> **Job**
Could you reproduce the records below verbatim, starting with the line that contains "of the dark" and running through the end of the records?

> **Extracted data**
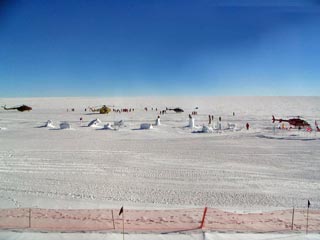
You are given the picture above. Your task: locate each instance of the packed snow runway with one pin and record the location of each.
(169, 166)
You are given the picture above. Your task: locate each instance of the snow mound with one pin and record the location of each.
(158, 122)
(191, 123)
(94, 123)
(108, 126)
(207, 129)
(49, 124)
(118, 123)
(146, 126)
(65, 125)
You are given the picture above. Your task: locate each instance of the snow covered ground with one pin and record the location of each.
(169, 166)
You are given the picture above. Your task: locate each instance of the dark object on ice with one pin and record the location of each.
(177, 110)
(297, 122)
(20, 109)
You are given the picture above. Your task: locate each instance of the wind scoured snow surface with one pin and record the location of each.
(171, 166)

> **Full solution**
You are given the picture above. Your task: locate each instance of the dark object on ice with one pin and record the location of each.
(177, 110)
(297, 122)
(20, 109)
You are given the picture above. Your task: locate each instance of the wind scoured snow surface with one pin and record the location of each.
(171, 166)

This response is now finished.